Print exactly the lines from the one containing "Where can the cassava root" through the last line of the records below, both included, and nothing else; omit any pictures.

# # # # # # #

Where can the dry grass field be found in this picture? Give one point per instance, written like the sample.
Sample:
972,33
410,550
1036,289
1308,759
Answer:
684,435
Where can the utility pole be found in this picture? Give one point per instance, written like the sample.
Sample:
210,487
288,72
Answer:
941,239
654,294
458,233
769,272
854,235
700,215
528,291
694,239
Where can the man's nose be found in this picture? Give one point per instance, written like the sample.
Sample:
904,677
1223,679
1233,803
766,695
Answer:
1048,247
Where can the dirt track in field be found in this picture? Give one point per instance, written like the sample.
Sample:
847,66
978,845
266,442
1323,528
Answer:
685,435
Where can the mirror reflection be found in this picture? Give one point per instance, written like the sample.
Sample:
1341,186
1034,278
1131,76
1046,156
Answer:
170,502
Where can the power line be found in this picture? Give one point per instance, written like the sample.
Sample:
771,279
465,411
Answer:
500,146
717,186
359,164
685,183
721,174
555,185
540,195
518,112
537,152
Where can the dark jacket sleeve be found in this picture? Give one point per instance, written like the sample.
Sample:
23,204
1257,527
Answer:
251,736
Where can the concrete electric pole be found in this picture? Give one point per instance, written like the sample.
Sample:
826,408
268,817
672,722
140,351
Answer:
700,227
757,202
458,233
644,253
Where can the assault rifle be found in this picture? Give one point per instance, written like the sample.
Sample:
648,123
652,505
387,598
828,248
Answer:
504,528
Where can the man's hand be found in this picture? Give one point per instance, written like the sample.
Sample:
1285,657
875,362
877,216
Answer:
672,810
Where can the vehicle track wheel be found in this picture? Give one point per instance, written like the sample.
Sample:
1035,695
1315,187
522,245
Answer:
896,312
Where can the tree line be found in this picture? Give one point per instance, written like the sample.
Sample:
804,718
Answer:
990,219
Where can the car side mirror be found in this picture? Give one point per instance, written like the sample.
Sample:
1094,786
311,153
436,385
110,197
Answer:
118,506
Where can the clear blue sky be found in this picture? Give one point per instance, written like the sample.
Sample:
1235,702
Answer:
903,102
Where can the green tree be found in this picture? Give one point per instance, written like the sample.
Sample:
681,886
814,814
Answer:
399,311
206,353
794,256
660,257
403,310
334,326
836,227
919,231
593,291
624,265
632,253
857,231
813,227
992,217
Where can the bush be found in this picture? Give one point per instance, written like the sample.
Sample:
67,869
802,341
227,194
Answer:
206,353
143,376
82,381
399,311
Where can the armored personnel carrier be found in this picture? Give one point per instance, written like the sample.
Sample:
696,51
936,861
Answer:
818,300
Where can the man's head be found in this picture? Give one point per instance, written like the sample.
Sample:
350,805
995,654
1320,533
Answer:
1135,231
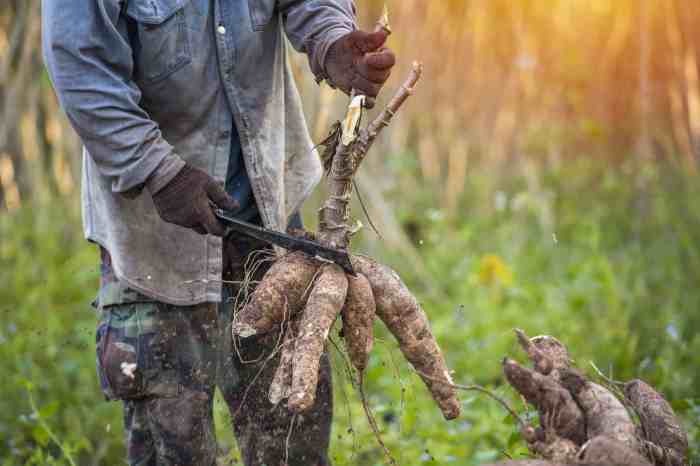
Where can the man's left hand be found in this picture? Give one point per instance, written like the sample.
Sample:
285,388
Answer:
359,60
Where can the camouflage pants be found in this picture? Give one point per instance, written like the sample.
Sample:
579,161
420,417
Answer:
164,362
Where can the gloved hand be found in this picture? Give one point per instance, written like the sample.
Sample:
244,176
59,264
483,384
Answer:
187,199
359,61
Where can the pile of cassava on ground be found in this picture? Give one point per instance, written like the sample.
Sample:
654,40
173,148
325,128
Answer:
582,422
304,295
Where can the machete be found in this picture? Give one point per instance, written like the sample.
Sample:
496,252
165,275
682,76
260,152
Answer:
288,242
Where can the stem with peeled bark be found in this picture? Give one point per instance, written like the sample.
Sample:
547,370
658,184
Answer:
334,216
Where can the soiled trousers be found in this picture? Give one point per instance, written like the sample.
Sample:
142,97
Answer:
164,362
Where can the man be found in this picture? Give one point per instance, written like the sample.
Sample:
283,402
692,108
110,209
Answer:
182,105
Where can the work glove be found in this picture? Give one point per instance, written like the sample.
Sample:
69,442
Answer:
359,60
189,198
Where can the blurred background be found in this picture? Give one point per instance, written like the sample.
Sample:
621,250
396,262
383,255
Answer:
543,176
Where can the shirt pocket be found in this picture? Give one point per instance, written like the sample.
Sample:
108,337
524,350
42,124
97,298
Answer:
261,13
160,33
132,361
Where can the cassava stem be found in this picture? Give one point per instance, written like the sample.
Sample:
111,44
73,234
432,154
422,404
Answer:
334,227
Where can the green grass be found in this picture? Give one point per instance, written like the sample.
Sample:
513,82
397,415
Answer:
574,252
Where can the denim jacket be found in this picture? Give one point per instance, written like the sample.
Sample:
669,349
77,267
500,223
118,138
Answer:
151,84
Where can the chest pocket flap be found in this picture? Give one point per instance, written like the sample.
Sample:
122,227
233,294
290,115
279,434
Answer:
153,11
261,12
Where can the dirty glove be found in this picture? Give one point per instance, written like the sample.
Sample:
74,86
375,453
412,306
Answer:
187,200
359,60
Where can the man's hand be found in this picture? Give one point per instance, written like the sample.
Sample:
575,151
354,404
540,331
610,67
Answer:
359,61
187,201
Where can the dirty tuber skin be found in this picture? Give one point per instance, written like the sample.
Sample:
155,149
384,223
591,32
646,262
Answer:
312,294
582,422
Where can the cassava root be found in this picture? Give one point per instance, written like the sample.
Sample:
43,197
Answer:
583,422
301,288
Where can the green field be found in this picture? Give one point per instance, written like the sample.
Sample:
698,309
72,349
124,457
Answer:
574,252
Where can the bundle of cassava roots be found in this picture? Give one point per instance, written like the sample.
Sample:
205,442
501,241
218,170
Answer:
304,295
583,422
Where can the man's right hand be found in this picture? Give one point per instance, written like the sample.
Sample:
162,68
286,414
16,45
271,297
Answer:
187,200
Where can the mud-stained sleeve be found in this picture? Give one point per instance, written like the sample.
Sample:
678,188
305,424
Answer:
90,62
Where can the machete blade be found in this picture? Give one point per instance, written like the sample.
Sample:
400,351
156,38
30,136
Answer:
288,242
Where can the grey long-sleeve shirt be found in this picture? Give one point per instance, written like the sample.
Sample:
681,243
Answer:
167,86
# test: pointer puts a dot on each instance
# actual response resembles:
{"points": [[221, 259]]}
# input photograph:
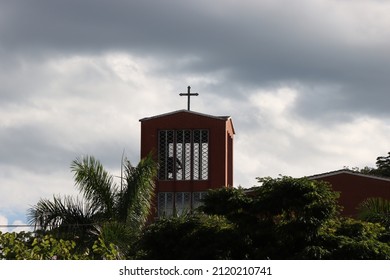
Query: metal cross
{"points": [[188, 94]]}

# # # # # # #

*Reply*:
Where can the cassava root be found in this picture? Give one point per instance, written like the sample.
Sample:
43,197
Answer:
583,422
301,288
Where can the green field be found in this picture? Give one point per instance, written like the sample.
Sample:
698,309
72,349
124,457
Answer:
574,252
Where can the bundle of cassava roots be found in this picture? Give one point per instance, written like the sample.
Sample:
205,442
501,241
218,170
Answer:
304,295
583,422
Where can the man's right hand be found in this picture? Give one point per instance, written like the sample.
Sample:
162,68
286,414
16,45
271,297
Answer:
187,200
Where can the mud-stained sleeve be found in this picture? Give one point per instance, written like the sample.
Sample:
678,188
305,424
Answer:
90,62
Where can the machete blade be found in this picture? Give one point per instance, written like the sample.
Sample:
400,351
156,38
30,136
Answer:
288,242
Where can the grey long-sleeve shirt be found in this picture? Give one point per instance, written like the sample.
Sample:
681,243
Answer:
167,86
# test: pointer puts a dot on each instance
# actual response resembles:
{"points": [[221, 259]]}
# input photograph:
Query: metal cross
{"points": [[188, 94]]}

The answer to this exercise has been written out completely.